Task requirements: Without the pictures, copy the entries below word for word.

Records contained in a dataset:
┏━━

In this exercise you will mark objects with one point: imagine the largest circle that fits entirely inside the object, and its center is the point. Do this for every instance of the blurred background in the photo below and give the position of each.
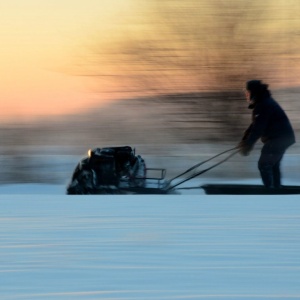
(163, 76)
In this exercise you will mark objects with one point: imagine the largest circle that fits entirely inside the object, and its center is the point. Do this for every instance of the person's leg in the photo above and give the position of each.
(269, 165)
(265, 167)
(277, 173)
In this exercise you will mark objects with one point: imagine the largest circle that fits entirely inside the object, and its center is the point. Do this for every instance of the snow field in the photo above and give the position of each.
(54, 246)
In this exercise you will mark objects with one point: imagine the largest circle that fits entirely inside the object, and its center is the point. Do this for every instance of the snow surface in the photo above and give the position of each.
(188, 246)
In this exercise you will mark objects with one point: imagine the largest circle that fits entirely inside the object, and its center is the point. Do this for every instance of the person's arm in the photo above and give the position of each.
(261, 116)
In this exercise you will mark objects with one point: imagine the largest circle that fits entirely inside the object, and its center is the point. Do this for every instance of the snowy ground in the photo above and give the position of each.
(189, 246)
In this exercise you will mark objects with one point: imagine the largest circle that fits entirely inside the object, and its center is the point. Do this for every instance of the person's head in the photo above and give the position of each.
(256, 90)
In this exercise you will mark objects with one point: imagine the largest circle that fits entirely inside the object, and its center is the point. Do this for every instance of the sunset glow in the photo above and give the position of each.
(53, 51)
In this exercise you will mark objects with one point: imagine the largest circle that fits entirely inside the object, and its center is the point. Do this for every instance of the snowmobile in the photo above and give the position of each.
(118, 170)
(115, 170)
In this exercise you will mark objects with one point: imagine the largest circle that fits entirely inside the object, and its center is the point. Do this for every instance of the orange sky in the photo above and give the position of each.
(44, 44)
(41, 41)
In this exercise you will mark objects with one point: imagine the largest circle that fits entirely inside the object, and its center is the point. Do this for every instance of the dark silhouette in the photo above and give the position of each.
(271, 124)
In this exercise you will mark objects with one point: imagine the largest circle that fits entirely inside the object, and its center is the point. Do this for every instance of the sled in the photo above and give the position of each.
(248, 189)
(116, 170)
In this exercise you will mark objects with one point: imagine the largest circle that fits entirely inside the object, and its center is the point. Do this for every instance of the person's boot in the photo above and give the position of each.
(266, 174)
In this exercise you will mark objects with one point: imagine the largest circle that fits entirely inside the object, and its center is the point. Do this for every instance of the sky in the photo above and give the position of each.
(41, 42)
(47, 47)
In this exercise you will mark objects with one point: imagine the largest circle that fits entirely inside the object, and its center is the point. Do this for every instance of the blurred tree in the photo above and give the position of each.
(173, 47)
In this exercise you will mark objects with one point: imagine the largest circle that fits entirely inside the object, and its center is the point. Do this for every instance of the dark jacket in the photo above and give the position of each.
(270, 123)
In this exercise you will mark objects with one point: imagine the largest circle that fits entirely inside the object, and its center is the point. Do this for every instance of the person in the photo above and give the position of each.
(271, 124)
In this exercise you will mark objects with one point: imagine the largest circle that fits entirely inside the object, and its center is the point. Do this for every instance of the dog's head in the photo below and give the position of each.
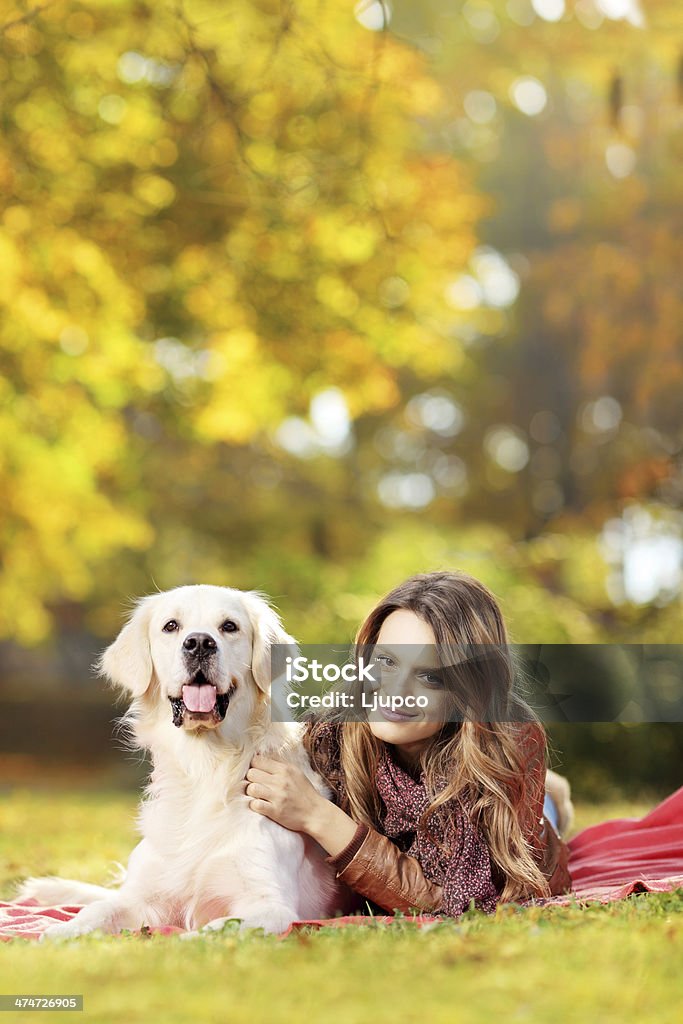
(199, 648)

┗━━

Final answer:
In this exercise you will mark objects with one point: imagine the largest circle that fits entirely inside the object, and its center is the point. Do this for every instance of the blurred background in the photo below and give the position of each.
(163, 76)
In this exercise you will mark objects with one point: imagine the largest circle that fits entirely inside the object, and its center is the point. Do this for every instance of the person's leg in the photo above and give the position of each.
(269, 165)
(265, 167)
(277, 173)
In this exercise you will mark objects with one point: imagine the largest circle that fits entirely inside the object, and its center is the point. Do this for every instance of the snow field in the photo above and give the position of each.
(54, 246)
In this exercise you will mark objects with one point: imagine the largest circle that fits entirely inside the object, and its center is the point. Do this for every instance of the snow surface in the photo above and give the position of each.
(188, 246)
In this exercise you will mark objects with one point: imagine the largest circle that fits entirely inside the object, and its center is the point. Do this for every instance of the person's arm in the photo above and give the position of each.
(261, 116)
In this exercise you will mark objects with one point: imagine the largest circle that fits entirely inside the object, and its center is the point. Do this for every instance of the snowy ground in the photo above and give the position of each.
(189, 246)
In this exercise you will mark objects with one point: imagine the largest circle that fits entirely inside the object, and its center is the point. Do this for every instance of the person's head in the photo above and give the position of each.
(256, 90)
In this exercise you will mark objects with one point: imagine the largest circle that fits entirely inside the object, and its center is the point. Do this for every instance of the sunset glow in the photo above and give the position of each.
(53, 51)
In this exercise you will mark objects with one point: imagine the largest circle that fits entirely inside the object, and its center is the point. Do this for every instance of the snowmobile in the photo above and give the position of each.
(118, 170)
(115, 170)
In this exercise you will mark objects with one point: imagine the largest circle that fits entirely inside the object, and its center is the point. Do this for every instance of the orange sky in the photo above and give the position of each.
(44, 44)
(41, 41)
In this exercise you will mark objects with one point: imagine the largest circle that fits entirely inside the object, and its center is the point. Do this for every instance of the dark silhouette in the photo above and give the position of each.
(271, 124)
In this exercise you will mark objects with one point: imagine the largest circle that fits entirely inside the object, and its center is the point. Do this for every instance of the sled in the photo above and give the position of each.
(248, 189)
(116, 170)
In this exercise you will mark objects with one point: imagine the largest circle that fits entirely inside the object, and its center is the point. Do this for every instance of the person's boot in the photo above and give the position of each.
(266, 174)
In this exercise you will mark objects with one point: imagine the largest circle that fits entirely inside the object, and its center is the point. Do this for every instance of the sky in the photo above and give the position of each.
(41, 42)
(47, 47)
In this exercise you will mark objects with one point: imagine the largest circle that fits entirely inside the object, and its center is the point. Do this for every instance of the blurred tree in the photo above and give the position of each.
(173, 47)
In this exercise you will mark objects with one point: imagine the largest circle that fits entirely inside the object, and its center is the point. Do this for every instance of the dark jacket in the photo above and give the position of each.
(270, 123)
In this exercise you will mark objects with one point: imagine the largest circle that fits entirely inside the object, and its center is the point. Do this for every instance of the person in the photo above and give the position of each.
(271, 124)
In this exercise you will mark objects with one point: imagine the largest circle that fits entirely inside the object, and its center is the point. Do this for every instance of the dog's head in the photo below and give the position of each.
(199, 648)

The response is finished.